*** EXTRACT

Also, quality control of the product once it is out for delivery remains challenging. The drivers working with the third-party aggregators are not part of the restaurant and may not have the same company interests as your own employees would. Order stacking by third-party dispatch and app spikes create variance in delivery times and quality control risks.

The last aspects that could affect off-premises only units are the cost of packaging and potentially, food safety. To ensure food safety, orders via third-party delivery often require additional packaging steps compared to dine-in orders and even more traditional to-go or delivery orders. These added steps can drive up costs and complexity. Also, a challenge for all delivery concepts is the food’s transit time is not under your control and is often not in a temperature- controlled environment. These factors can make keeping food at safe temperatures  a challenge.

Unit Economics: A Simple Off-Premises P&L Framework

Like with any business, a higher top line makes the bottom line work better. When the digital sales effort works, and the concept successfully generates sales similar to a traditional restaurant, it unlocks many potential benefits. Assuming  $1.0 to $1.2 million amount in annual sales for a single kitchen with hybrid pickup/delivery, we could expect the cost of goods sold to be in the 29% to 31% range. This is a little higher than normal to account for packaging that goes with third-party sales.

In contrast, under the same scenario, the labor picture could be a little brighter than traditional restaurants in an off-premises centric  scenario. Relying more heavily on digital orders means staff does not have to enter checks into the point-of-sale system and collect payment, which can account for 15% to 25% of work content. Labor efficiency could be further improved with automation and a simpler management model since there are  less staff and guest interactions.

Given that off-premises-centric facilities tend to be smaller, occupancy and utilities should be better than the 10% to 13% benchmark. A target of 8% to 10% in a smaller box with the right equipment should be achievable.

Commissions to third-party companies  often come in at around 8%, which represents a critical cost to manage.

What’s the bottom line? After taking into account the factors outlined above, an off-premises-centric concept could still outperform a traditional restaurant by 2% to 3% in terms of profitability if all other costs are in line.

******

◆ ASSIGNMENT A ◆
In the text on off-premises restaurant economics, why could labor costs look better than at a traditional restaurant? Answer in one to three sentences.
◆ ASSIGNMENT B ◆
Continue the text on off-premises restaurant economics from the point where it stops.
The records are separate material, unrelated to the text on off-premises restaurants.

*** ENTRIES SUPPLIED

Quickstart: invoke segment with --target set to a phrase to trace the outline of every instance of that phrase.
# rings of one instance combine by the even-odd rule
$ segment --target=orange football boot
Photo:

******
*** ENTRIES SUPPLIED

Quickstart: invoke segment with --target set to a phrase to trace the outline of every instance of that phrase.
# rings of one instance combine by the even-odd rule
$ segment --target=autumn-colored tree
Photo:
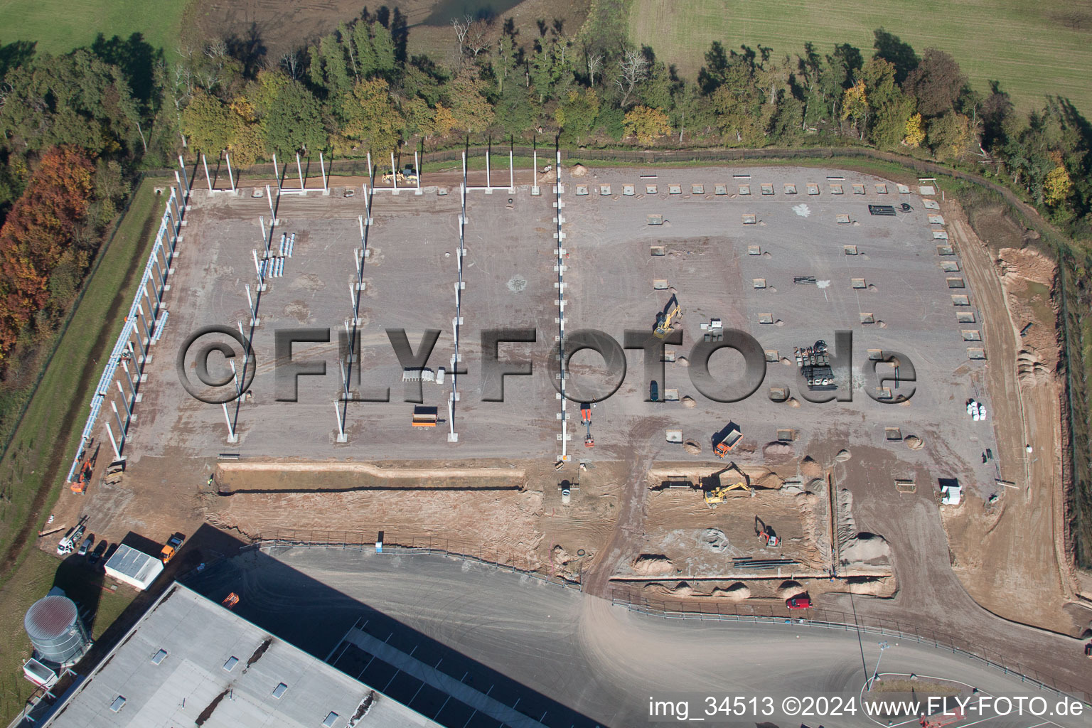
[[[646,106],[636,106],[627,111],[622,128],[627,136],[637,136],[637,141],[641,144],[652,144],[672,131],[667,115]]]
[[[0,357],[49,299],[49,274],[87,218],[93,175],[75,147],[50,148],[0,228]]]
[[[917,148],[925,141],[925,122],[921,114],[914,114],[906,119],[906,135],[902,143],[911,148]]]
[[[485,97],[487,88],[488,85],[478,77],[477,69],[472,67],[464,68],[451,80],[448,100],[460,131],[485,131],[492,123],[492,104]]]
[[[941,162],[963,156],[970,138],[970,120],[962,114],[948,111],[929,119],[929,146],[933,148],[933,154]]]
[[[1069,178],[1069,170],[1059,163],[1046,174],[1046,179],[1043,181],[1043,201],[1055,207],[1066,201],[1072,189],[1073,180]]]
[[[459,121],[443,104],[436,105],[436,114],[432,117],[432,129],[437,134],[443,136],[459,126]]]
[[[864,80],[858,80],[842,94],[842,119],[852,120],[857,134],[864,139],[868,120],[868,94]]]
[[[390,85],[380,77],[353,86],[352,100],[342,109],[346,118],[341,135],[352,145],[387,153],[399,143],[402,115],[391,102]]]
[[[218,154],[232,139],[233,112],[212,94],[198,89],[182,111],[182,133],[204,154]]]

******
*** ENTRIES SUPPLIED

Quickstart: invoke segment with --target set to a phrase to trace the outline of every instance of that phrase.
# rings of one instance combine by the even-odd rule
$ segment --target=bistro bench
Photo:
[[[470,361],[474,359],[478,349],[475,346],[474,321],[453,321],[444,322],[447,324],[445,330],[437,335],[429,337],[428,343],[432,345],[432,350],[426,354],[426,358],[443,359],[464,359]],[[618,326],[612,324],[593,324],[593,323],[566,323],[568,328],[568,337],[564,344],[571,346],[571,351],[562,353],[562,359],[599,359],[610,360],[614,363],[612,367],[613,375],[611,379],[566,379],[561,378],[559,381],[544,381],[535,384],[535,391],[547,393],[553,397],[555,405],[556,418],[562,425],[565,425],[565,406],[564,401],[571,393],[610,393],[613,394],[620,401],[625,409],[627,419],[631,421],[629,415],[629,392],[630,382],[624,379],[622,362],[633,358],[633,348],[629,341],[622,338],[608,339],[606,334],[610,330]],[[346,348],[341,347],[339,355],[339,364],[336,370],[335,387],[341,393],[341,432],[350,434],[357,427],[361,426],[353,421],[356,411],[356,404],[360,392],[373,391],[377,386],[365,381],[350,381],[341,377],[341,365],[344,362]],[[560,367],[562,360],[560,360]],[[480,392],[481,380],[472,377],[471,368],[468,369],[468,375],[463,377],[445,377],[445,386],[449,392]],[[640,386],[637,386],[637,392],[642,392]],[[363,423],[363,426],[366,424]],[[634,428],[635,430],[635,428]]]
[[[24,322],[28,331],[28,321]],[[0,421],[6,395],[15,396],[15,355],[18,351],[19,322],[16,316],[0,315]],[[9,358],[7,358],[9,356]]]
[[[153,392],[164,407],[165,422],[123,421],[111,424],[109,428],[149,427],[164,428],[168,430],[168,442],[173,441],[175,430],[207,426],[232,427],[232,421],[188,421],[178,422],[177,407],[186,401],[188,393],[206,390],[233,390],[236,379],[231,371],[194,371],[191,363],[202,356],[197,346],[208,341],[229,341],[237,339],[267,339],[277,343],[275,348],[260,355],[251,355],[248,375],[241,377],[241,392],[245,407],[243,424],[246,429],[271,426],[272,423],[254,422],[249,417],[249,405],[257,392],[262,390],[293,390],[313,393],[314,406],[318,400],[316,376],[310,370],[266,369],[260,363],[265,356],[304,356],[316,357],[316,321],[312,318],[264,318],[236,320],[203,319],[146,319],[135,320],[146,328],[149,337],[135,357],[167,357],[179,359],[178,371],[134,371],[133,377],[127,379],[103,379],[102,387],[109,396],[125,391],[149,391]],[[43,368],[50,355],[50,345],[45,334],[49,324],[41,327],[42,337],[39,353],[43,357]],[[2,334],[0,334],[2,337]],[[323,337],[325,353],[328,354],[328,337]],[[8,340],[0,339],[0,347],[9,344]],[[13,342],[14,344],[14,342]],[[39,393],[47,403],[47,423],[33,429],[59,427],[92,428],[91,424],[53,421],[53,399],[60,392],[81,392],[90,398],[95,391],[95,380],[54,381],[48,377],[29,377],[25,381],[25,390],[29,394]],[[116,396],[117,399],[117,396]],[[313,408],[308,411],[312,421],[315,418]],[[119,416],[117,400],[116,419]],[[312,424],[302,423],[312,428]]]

******

◆ WRITTEN ANSWER A ◆
With more digital orders, staff no longer have to enter checks into the point-of-sale system or collect payment, which can be 15% to 25% of work content. Automation could add further savings, and so could a simpler management model, since there are fewer interactions between staff and guests.

◆ WRITTEN ANSWER B ◆
Equipment and Layout: What Belongs in an Off-Premises Only Box

When designing an off-premises only restaurant, a few key elements must be present.

First and foremost, guests and delivery drivers must be able to find the concept both digitally and  physically. Some concepts rely solely on third-party aggregators, but this carries a high commission cost.

For high-volume units, consider multiple makelines. Pay special attention to the design for delivery and pickup stations to ensure they are easy to find and execute by your team members. A huge part of this is the expo or packaging station for checking, consolidating, packing, labeling, and sealing the orders. If the business has a high delivery incidence and that delivery is done internally, the task to assign, route and consolidate orders becomes key, mimicking an air traffic controller at an airport trying to land all orders as efficiently as possible. Automation forward kitchens, combining traditional spaces with higher degrees of technology can help by shifting labor from assembly to ingredient preparation, restocking and order delivery.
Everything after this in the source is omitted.